_TASK PROMPT_
Render the rows below as a JSON list of strings, from the line containing "find each 2020 on letter board" through the last row, with one string per line and blank lines omitted.

>>>

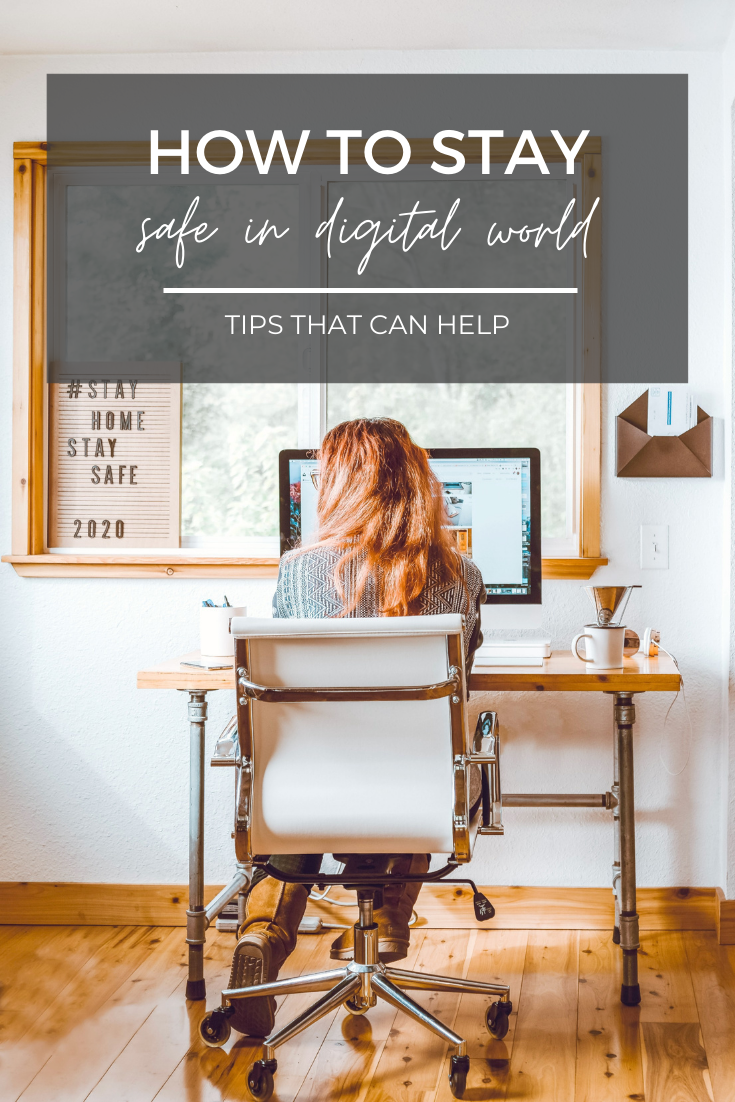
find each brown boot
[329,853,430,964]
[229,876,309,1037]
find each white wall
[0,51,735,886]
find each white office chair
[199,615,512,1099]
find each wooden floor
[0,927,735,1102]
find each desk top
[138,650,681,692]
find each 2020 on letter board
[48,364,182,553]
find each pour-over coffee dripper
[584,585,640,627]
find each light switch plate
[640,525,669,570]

<<<

_EXERCISE RESPONSE_
[
  "find each 2020 on letter board",
  "[48,364,182,553]",
  "find each pour-over coffee dripper",
  "[584,585,640,627]",
  "find each light switch plate",
  "[640,525,669,570]"
]